PASSAGE GIVEN:
◇ ◇ ◇ ◇ ◇
The motion to which the points refer was the appellant's "Motion to Suppress the Arrest and Search of Defendant." (3) The title of his motion cannot be taken literally. A court could not have suppressed the arrest and the search of the appellant, which were performed months before the motion was filed. It could have "suppressed," by ruling inadmissible, evidence that was obtained as a result of an illegal arrest or search. The texts of the motion and the brief, and the record of the proceedings before and during the trial, make it clear enough that these points complain of the admission of such evidence.
The appellant's brief specifies three kinds of evidence: "As a result of the appellant's arrest, the State was able to introduce at trial [1] evidence that was seized from apartment 414 (R. XXV, 112-113; State's Exhibit 111) as well as [2] the line-up (State's Exhibit 4) and [3] Calloway's 'strong tentative' identification." (4)
Therefore, we can tell that the appellant's first two points comprise nine complaints about the admission of evidence. Point one has six complaints, three of which are that the admission of each kind of evidence was contrary to the state constitution, and three of which are that the admission of each kind of evidence was contrary to state statutes. Point two presents three complaints, which are that the admission of the three kinds of evidence violated the federal constitution.
2. Inadequate Briefing
The appellant's brief presents and argues points one and two together. (5) The argument is that the arrest of the appellant without warrant violated Article 14.04 of the Code of Criminal Procedure. The argument has no discussion or citation of either the state constitution or the federal constitution. We hold that the three state-constitutional complaints in point one and the three federal complaints in point two are inadequately briefed.
Appellate complaints that purport to be based on both state law and federal constitutional law are not rare. We have held more than once that the mere invocation of a provision of the state constitution is not enough; the appealing party must present an argument, supported by authority, that explains why each constitution has been violated. (6)
An appealing party is obliged to present argument and authority for complaints that the federal constitution was violated as well as for complaints that are based on state law. (7)
The appellant has presented neither argument nor authority to support the nominal complaints in point one that the denial of his motion violated the state constitution or the complaint in point two that the ruling violated the Fourth, Fifth, and Fourteenth Amendments of the United States Constitution. Therefore, we hold that the six constitutional complaints in points one and two are inadequate for review. Point of error two is overruled.
3. Facts relevant to Point One
We shall turn to the portion of point one that complains that, under state statutes, the trial court erred by admitting three types of evidence: (1) "evidence that was seized from apartment 414," (2) "the line-up (State's Exhibit 4)," and (3) "Calloway's 'strong tentative' identification."
About a day and a half after the Mathais were murdered and Calloway's automobile was stolen, someone reported to police that the automobile was parked at an apartment complex several miles from the crime scene. Police seized the vehicle.
◇ ◇ ◇ ◇ ◇
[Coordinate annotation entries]
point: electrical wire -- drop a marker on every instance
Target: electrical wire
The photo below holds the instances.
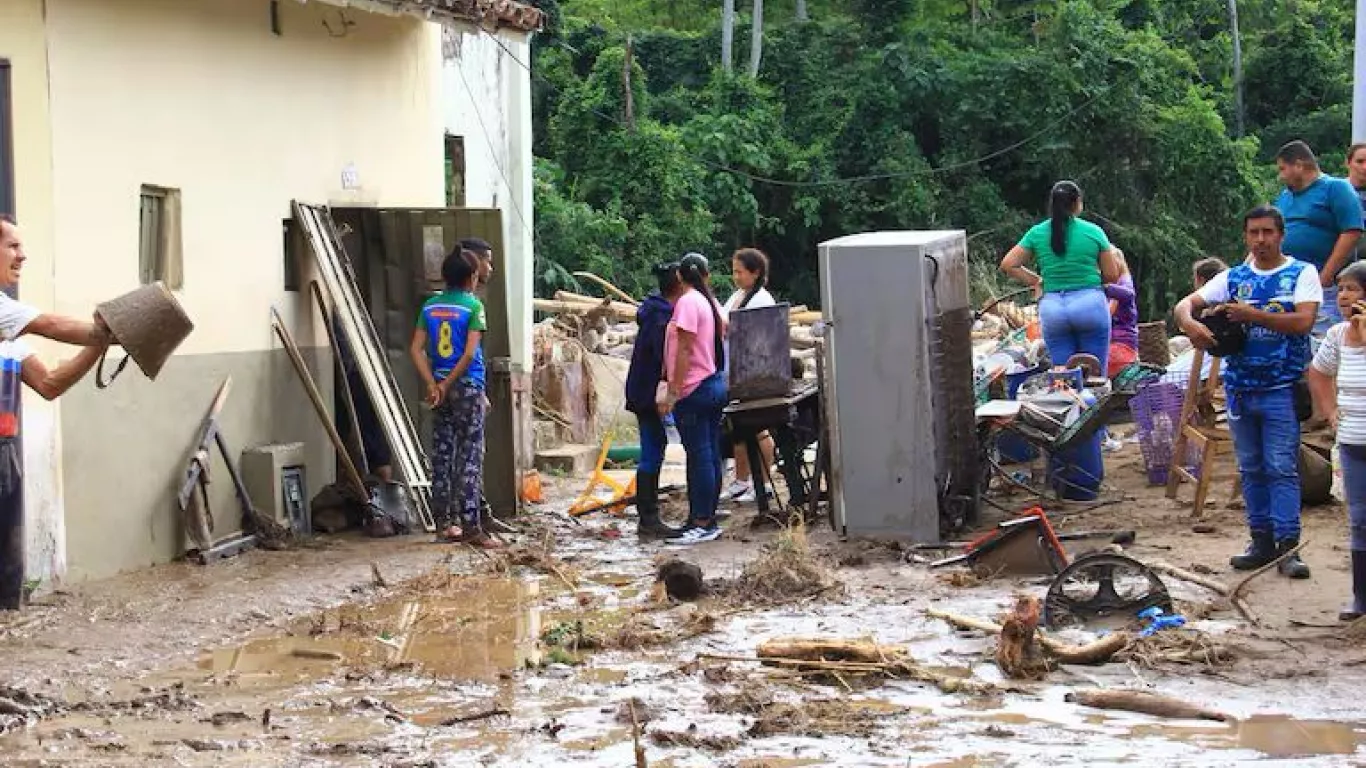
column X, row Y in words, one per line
column 868, row 178
column 493, row 153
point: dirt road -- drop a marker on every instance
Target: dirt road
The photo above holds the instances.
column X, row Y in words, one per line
column 399, row 652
◇ ◇ ◇ ◇ ◇
DIRECTIVES:
- a) In the court opinion excerpt, which statute does the appellant argue his warrantless arrest violated?
- b) Carry on the court opinion excerpt from its last sentence, in the same style.

ANSWERS BY TASK:
- a) Article 14.04 of the Code of Criminal Procedure.

- b)
Five days after the crime, an individual gave investigators information that they used to get a warrant to search an apartment near the place where the stolen automobile had been found. In the apartment, they found property that had been taken from Calloway's automobile. At the apartment were three people (one of whom was the appellant's brother) who said the appellant told them he had shot and killed some people at a store and stolen a customer's car. They said that the appellant had brought stolen property with him, and that he had asked one of the occupants to hide his gun for a few days. The appellant's brother told investigators where the appellant lived.
While the investigators were preparing an affidavit for a warrant to arrest the appellant, other officers kept a watch on the apartment building where the appellant lived. After midnight, the officers saw the appellant walking near the apartment building, and they seized him. They had no warrant, and the investigators abandoned their efforts to get a warrant when they heard that the appellant had been arrested.
The appellant gave the officers written consent to search the apartment, which was the "apartment 414" to which his brief refers. The officers went to the apartment, where Andrea Nero opened the door. She said it was her apartment. Officers testified that she and the appellant lived there together. She consented to the search, and she added her signature to the written consent that the appellant had signed. In the apartment, the officers found a "gym bag" or "canvas bag" that contained a box of ammunition, which was admitted in evidence as State's Exhibit 111. (8) Also in the bag were clothing, a camera and film, two telephones, some jewelry, and "some I.D. cards attached to a neck strap and had Reginald Willis and looked like an I.D. number of some type on each card." (9)
Later that day, investigators put the appellant in a lineup for viewing by Garvina Sadiki and Cory Calloway, the customers who were at the store during the robberies and murders. State's Exhibit 4 was a copy of a videotape recording of the lineup, which was shown to the jury.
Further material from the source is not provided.